Brief
Go through the data and copy every line exactly, but not the images.

# Start of Provided information

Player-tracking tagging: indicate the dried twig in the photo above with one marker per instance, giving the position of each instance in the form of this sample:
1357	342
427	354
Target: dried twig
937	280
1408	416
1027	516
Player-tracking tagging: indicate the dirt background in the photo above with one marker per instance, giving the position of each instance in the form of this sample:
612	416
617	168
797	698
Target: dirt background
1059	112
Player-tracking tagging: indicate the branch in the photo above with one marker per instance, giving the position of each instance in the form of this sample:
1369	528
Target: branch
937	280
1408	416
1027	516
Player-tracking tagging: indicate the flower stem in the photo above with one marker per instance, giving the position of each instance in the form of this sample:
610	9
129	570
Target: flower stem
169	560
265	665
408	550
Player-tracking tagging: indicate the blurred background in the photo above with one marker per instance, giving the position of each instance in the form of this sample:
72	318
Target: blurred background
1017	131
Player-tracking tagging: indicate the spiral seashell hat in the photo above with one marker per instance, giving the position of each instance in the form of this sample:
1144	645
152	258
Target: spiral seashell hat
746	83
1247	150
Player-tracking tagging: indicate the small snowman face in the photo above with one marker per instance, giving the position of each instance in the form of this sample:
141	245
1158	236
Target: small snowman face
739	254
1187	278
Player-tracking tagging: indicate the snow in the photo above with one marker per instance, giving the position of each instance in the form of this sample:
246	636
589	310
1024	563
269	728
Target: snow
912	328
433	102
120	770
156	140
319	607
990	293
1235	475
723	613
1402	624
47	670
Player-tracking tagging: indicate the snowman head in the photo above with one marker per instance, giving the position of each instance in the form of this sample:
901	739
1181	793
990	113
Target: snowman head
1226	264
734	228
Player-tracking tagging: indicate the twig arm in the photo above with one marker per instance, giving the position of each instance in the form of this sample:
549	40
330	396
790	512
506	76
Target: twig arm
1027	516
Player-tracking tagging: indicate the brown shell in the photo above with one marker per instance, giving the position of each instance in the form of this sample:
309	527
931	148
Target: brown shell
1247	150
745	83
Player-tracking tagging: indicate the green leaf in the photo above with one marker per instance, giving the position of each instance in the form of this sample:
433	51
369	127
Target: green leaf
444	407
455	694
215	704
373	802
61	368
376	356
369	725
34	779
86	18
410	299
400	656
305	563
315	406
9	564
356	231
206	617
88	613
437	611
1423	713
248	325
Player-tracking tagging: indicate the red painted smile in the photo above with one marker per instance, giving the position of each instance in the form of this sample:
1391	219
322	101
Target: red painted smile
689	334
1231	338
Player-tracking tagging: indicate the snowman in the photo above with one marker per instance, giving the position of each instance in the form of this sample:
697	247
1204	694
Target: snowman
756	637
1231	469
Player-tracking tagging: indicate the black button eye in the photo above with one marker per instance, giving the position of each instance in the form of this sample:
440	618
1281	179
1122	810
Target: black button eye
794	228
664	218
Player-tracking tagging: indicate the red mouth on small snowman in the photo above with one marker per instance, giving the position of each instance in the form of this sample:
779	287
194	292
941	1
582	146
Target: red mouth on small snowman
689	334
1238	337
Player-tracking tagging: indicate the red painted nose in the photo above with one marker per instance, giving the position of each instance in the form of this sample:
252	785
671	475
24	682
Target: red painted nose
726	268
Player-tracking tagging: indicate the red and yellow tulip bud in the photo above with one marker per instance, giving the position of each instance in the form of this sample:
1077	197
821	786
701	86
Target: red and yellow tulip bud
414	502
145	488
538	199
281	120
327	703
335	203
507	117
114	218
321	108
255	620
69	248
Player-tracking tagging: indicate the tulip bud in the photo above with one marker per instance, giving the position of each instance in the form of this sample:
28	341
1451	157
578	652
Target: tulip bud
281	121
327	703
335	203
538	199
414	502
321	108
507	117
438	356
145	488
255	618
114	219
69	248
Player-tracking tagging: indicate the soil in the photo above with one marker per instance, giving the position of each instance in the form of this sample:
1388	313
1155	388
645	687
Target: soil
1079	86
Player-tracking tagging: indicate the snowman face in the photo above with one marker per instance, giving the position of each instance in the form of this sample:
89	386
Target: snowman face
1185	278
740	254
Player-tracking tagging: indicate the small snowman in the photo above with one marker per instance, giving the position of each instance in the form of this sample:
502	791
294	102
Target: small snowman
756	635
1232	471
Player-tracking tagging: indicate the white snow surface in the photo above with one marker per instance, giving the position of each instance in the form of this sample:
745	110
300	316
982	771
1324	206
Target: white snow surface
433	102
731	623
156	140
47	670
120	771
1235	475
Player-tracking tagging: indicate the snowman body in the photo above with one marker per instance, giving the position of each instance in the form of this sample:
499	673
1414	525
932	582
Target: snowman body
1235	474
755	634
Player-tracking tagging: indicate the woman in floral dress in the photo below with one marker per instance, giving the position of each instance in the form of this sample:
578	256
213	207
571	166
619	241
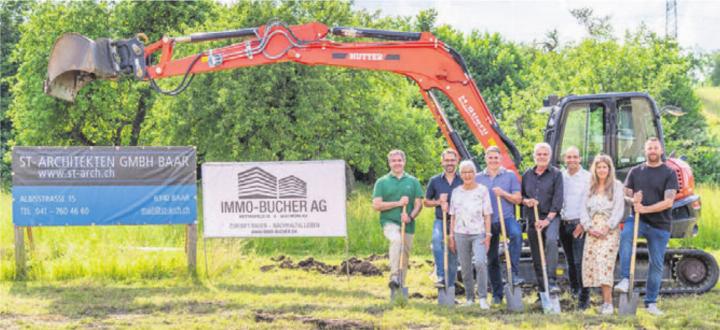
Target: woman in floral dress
604	208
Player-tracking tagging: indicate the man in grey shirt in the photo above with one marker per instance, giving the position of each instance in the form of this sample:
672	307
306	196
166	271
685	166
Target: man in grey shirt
576	183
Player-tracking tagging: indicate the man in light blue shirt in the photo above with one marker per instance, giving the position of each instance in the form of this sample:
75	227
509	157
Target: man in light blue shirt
503	183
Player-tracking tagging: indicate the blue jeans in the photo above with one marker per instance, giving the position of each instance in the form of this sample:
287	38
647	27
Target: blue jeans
657	240
437	244
514	232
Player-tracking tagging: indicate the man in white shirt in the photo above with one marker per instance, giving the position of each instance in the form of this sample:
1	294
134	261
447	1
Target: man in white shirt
576	183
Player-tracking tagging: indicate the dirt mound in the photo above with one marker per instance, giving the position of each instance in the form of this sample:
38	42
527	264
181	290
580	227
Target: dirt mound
355	266
375	257
269	317
359	266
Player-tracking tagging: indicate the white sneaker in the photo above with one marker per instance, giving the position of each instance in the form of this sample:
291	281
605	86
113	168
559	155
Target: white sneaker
483	304
652	309
622	286
606	309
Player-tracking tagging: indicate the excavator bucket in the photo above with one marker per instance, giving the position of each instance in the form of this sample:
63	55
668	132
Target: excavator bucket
75	61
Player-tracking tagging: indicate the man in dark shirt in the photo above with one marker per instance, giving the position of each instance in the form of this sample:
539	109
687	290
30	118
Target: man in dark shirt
438	194
652	186
542	185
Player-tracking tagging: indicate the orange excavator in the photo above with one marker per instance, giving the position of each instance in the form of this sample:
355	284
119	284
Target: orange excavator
615	123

# End of Provided information

Exercise result
Player-tracking tagging: indicate the dried twig in the photo above with one marker per instance, giving the position of each instance in the form of this sample:
1357	342
427	354
Target: dried twig
937	280
1408	416
1027	516
Player-tracking tagging: indicate the dirt background in the photo above with one marker per instance, giving the position of each instance in the form of this sample:
612	416
617	168
797	698
Target: dirt background
1059	112
Player-tracking tagging: indicate the branch in the photo above with one marker per instance, giving the position of each instance in the form of this sample:
1369	528
Target: branch
937	280
1408	416
1027	516
Player-tracking tagging: indicate the flower stem in the photo above with one marker per instance, giving the position of each instance in the form of this sample:
610	9
129	570
Target: flower stem
169	560
265	665
408	550
Player-tracking tagging: indicate the blurred background in the photo above with one marker per instance, giving the position of each instance in the form of this sample:
72	318
Target: blurred background
1017	131
Player-tracking tagging: indicate the spiral seashell hat in the photo above with one marker per instance, giving the position of each instance in the form of this sample:
1144	645
152	258
Target: spiral seashell hat
746	83
1247	150
Player-tracking tagging: indicate the small snowman face in the photo above with one marker per instance, giving the position of each instance in the form of this sample:
141	245
1158	236
Target: small snowman face
739	254
1187	278
Player-tracking tagging: indicate the snow in the photo above with one marker per instance, giving the position of each instance in the form of this sample:
246	636
589	310
1024	563
269	728
Target: snow
912	328
433	102
120	770
156	140
319	607
990	293
1235	475
723	613
1402	624
47	670
Player-tracking tagging: indicate the snowman head in the photo above with one marker per instance, giving the position of each instance in the form of this sample:
901	739
1181	793
990	113
Target: snowman head
1226	264
734	228
Player-tracking tagging: indicate the twig arm in the photo above with one marker per instance, giving the position of each instance in the form of this sample:
549	40
330	396
790	512
506	76
Target: twig arm
1027	516
Player-tracking tagging: indicate the brown shell in the photo above with one marker per instance, giving the position of each instance in the form of this sample:
309	527
931	148
Target: brown shell
1247	150
745	83
Player-tracking tagging: indicate the green leaf in the photo above with one marker per instance, giving the position of each instance in the form of this sample:
433	51
369	127
Target: green leaf
444	407
455	694
215	704
373	802
61	368
376	356
369	725
34	779
86	18
410	299
400	656
305	563
315	406
9	564
356	231
206	617
88	613
437	611
1423	713
248	325
Player-tracking tagging: indicate the red painted smile in the photo above with one marker per instance, giving the position of each instance in the form of this sample:
1391	219
322	101
Target: red painted smile
689	334
1231	338
Player-tracking tagging: indicate the snowman in the photo above with one marker per instance, giving the position of each instance in the form of this sample:
697	247
1204	694
Target: snowman
756	637
1231	469
Player-tracking tagging: indicate the black button eye in the photo above with one marker per instance, giving the position of each instance in the form of this sample:
440	618
1281	179
1122	810
Target: black button eye
794	228
664	218
Player-tracking tagging: indicate the red mouth on small snowman in the photo above with one marker per instance, giving the position of each instance in the form of this sample:
779	287
194	292
941	1
582	146
Target: red mouth on small snowman
689	334
1238	337
Player-tracking tagging: indicate the red painted nose in the photo above with one marker per instance, giving the position of each instance in the form of this sample:
252	785
671	475
24	682
Target: red painted nose
726	268
Player-tracking tagging: indicate the red and yellow tulip bud in the photo above with one marker per instance, giving the position of each instance in the form of this sample:
1077	197
821	786
701	86
Target: red and yellow tulip bud
414	502
145	488
538	199
281	120
327	703
335	203
507	117
114	218
321	108
255	620
69	248
Player-tracking tagging: indicate the tulip bud in the photo above with one marker per instance, giving the position of each instance in the form of this sample:
28	341
1451	157
578	652
Target: tulip bud
281	121
327	703
335	203
538	199
414	502
321	108
507	117
438	356
145	488
255	618
114	219
69	248
Player-tracking tagging: indicate the soil in the photo above with one marker per instance, giving the position of each instance in the form of this sample:
1388	313
1155	388
645	687
Target: soil
1079	86
Player-tracking tagging: indicate the snowman face in the photo above with one marker per instance, giving the position of each instance in the form of this sample:
89	386
Target: snowman face
1185	278
740	254
Player-tracking tagging: indicate the small snowman in the photo above with one marker per instance, giving the position of each instance in the form of this sample:
502	791
294	102
Target: small snowman
756	635
1232	471
Player-tracking tagging: indicate the white snow surface in the photo above with one marker per instance, giving the position of each instance in the form of this sample:
745	110
300	316
982	771
1324	206
Target: white snow surface
433	102
731	623
156	140
47	670
120	771
1235	475
Player-tracking tagging: indicate the snowman body in the photo above with one marker per instance, giving the position of each instance in the form of this sample:
499	673
1414	525
932	582
Target: snowman body
1235	474
755	634
Player-tracking tagging: indicate the woman in floral dress in the photo below with one marker per instance, giving the position of each instance in the form of this sample:
578	256
213	207
571	166
619	241
Target: woman in floral dress
604	208
Player-tracking tagging: indicate the man in grey shirt in the photo above with one marker per instance, giving the position of each instance in the form of this sample:
672	307
306	196
166	271
685	166
Target: man in grey shirt
576	183
Player-tracking tagging: indicate the man in light blue shirt in the photo above with one marker per instance, giving the position of each instance in the form of this sample:
75	227
509	157
Target: man in light blue shirt
503	183
Player-tracking tagging: indicate the blue jeans in the photo above with one marker per instance, giving the position of each instance in the form of this sample:
287	38
647	27
Target: blue jeans
657	240
437	244
514	232
Player-tracking tagging: indicate the man in white shirt in the photo above with one marker per instance, giving the position of each instance in the form of this sample:
1	294
134	261
447	1
Target: man in white shirt
576	183
Player-tracking tagging: indicate the dirt mound in the photo above with one marker per instance, giving the position of each instance in the form of this sample:
38	42
527	264
181	290
580	227
Target: dirt mound
355	266
375	257
269	317
359	266
Player-tracking tagging: indicate the white sneaker in the photo above with one marker per instance, giving the position of each instance in the form of this sample:
291	281
605	86
113	168
559	155
Target: white sneaker
483	304
652	309
622	286
606	309
Player-tracking tagging: indicate the excavator bucket in the photo above with one marker per instance, giving the position of each instance in the form of this sample:
63	55
668	132
Target: excavator bucket
75	61
Player-tracking tagging: indicate the man in dark shirt in the photo above with one marker per instance, giving the position of each instance in the form of this sample:
539	109
687	290
30	118
Target: man in dark shirt
438	194
652	186
542	185
Player-tracking tagging: indicate the orange excavator in the photo above with one marker per instance, giving the position of each instance in the form of this sample:
355	284
119	284
Target: orange excavator
615	123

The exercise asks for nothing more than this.